### SHORT PROBLEM 1
Revise the passage on atmospheric deposition starting with "Atmospheric precipitation shows" and going on through "the same time.", putting "precipitation particles" in place of "hydrometeors".

━━━━━━━━

Atmospheric deposition (resulting from precipitation events) together with dry deposition of atmospheric particles have been found to be relevant nonpoint sources of nutrients [
20] and heavy metals to surface waters either from direct deposition on surface water or from stormwater runoff [
21].
Atmospheric precipitation shows increased variability in time, related to atmospheric factors that facilitate the appearance of clouds and lead to the growth of elements in the clouds [
22]. These include all the products of condensation and crystallization of water vapors in the atmosphere, also called hydrometeors, which usually fall from the clouds and reach the Earth’s surface in liquid form, solid, or in both forms at the same time.
In this context, the aim of the study was to assess the rainwater properties using samples collected from 31 rainfall events in three sites located in the urban areas of Targoviste city, which still has several metallurgical plants. The samples were tested for pH, conductivity, dissolved nitrate nitrogen, and dissolved ammonia nitrogen. In this paper, the heavy metals content of the rainwater collected from the rainfall events occurring in October and November, which were months that recorded elevated concentrations of airborne PM2.5 (potential pollution episodes), is analyzed and discussed. Backward trajectories were computed to understand the potential sources of pollution. The rationale of the study envisages establishing several pinpoints in developing proper plans for protection, and enhancement of water quality, sediments, and living resources for surrounding surface waters and also for air quality management in the area.

━━━━━━━━

### SHORT PROBLEM 2
Find each line of the records below that contains the word "house", and copy those lines.

━━━━━━━━

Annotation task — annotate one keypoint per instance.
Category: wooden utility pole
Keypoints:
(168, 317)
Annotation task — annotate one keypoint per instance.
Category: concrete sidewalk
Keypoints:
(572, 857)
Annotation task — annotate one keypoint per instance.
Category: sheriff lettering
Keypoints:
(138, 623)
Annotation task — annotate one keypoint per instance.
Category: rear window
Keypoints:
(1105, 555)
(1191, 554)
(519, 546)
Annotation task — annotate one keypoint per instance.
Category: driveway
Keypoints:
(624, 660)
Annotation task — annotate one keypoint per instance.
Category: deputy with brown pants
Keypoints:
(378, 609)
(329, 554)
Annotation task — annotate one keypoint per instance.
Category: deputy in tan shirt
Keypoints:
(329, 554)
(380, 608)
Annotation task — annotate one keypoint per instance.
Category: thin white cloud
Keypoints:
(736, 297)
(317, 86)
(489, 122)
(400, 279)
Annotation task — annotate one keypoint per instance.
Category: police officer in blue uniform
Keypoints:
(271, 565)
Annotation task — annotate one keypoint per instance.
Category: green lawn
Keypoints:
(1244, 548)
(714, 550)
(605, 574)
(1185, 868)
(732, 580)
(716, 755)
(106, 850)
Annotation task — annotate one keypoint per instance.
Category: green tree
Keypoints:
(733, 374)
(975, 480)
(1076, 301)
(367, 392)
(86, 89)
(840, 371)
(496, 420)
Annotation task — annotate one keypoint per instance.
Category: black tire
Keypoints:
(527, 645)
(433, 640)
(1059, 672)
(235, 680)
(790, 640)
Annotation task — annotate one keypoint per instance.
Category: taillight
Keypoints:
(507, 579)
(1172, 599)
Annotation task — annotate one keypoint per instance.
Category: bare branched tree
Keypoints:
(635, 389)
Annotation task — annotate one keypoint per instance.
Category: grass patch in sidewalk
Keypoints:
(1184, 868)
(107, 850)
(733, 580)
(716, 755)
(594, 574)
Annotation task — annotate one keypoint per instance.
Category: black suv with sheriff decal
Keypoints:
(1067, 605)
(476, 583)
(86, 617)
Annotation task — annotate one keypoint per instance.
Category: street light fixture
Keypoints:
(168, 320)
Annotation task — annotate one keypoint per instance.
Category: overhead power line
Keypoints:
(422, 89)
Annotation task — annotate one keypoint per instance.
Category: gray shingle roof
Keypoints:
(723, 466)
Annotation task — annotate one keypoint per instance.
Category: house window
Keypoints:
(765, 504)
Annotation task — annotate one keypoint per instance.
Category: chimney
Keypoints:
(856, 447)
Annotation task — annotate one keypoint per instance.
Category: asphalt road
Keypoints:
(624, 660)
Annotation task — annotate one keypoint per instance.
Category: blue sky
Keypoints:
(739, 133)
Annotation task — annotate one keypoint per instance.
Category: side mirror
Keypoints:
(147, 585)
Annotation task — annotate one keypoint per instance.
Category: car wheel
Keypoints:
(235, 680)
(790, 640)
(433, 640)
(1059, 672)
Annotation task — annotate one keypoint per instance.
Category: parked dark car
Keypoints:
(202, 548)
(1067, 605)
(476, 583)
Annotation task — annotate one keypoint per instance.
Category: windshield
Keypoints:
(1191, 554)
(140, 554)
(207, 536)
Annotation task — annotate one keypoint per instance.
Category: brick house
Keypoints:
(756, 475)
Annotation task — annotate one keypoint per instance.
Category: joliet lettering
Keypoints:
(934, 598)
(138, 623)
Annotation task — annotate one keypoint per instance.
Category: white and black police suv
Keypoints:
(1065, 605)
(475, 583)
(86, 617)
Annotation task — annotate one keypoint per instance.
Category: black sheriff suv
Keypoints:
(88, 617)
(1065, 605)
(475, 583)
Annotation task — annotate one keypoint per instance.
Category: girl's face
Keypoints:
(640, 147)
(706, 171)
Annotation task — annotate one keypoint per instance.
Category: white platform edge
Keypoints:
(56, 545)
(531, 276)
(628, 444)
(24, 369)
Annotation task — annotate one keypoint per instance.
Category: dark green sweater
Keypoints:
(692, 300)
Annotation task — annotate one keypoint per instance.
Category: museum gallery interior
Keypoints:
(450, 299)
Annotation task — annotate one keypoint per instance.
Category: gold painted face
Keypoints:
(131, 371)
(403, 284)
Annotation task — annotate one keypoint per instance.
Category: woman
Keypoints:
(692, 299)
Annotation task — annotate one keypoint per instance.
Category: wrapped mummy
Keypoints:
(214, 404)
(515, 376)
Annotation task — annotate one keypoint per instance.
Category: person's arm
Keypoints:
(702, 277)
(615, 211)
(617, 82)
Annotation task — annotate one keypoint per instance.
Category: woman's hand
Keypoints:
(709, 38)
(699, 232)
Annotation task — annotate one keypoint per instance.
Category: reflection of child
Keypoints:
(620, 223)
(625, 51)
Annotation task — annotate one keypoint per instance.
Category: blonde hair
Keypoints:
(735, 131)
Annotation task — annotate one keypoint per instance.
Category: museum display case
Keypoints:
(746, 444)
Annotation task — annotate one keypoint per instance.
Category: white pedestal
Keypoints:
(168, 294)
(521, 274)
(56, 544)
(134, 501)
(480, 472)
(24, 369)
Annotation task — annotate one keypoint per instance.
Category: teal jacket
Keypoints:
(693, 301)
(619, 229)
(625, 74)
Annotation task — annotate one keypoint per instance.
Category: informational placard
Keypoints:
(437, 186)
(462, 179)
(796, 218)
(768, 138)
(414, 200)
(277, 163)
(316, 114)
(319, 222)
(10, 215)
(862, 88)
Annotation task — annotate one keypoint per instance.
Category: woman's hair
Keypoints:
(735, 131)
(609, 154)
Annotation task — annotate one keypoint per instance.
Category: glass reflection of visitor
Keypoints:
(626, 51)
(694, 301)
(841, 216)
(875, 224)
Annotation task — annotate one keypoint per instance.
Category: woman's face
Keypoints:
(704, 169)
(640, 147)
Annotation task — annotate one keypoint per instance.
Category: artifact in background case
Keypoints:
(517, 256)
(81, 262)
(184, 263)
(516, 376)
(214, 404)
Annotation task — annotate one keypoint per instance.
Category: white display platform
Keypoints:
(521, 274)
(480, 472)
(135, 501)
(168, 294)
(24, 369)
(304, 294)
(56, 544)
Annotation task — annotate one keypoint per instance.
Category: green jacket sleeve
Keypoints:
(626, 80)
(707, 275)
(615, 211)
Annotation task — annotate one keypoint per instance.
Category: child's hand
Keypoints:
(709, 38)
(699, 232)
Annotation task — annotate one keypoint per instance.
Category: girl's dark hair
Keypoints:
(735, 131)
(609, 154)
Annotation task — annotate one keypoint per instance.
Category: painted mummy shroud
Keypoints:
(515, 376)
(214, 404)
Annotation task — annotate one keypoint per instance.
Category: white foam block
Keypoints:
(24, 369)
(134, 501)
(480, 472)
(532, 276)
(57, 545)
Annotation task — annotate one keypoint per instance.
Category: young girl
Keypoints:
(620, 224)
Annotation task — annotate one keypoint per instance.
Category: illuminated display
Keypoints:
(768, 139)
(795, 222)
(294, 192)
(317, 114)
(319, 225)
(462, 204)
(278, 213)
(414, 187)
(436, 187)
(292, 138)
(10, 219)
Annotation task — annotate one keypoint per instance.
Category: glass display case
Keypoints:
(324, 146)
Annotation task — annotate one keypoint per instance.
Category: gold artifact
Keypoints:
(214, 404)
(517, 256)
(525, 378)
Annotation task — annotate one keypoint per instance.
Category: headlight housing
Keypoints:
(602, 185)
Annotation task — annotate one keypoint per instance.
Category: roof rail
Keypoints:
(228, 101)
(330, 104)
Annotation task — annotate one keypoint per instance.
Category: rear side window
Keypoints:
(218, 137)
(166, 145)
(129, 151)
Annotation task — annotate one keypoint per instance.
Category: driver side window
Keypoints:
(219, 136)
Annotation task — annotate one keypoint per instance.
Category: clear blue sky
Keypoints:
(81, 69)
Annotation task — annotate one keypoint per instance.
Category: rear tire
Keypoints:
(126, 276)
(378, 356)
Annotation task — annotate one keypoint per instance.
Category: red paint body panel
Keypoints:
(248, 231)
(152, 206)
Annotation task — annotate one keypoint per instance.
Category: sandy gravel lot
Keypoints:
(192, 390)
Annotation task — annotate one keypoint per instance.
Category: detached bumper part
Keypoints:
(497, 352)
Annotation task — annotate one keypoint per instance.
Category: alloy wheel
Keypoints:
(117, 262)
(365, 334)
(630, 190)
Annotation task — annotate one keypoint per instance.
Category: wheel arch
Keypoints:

━━━━━━━━

### COMPLETE OUTPUT 1
Atmospheric precipitation shows increased variability in time, related to atmospheric factors that facilitate the appearance of clouds and lead to the growth of elements in the clouds [
22]. These include all the products of condensation and crystallization of water vapors in the atmosphere, also called precipitation particles, which usually fall from the clouds and reach the Earth’s surface in liquid form, solid, or in both forms at the same time.

### COMPLETE OUTPUT 2
Category: house window
Category: brick house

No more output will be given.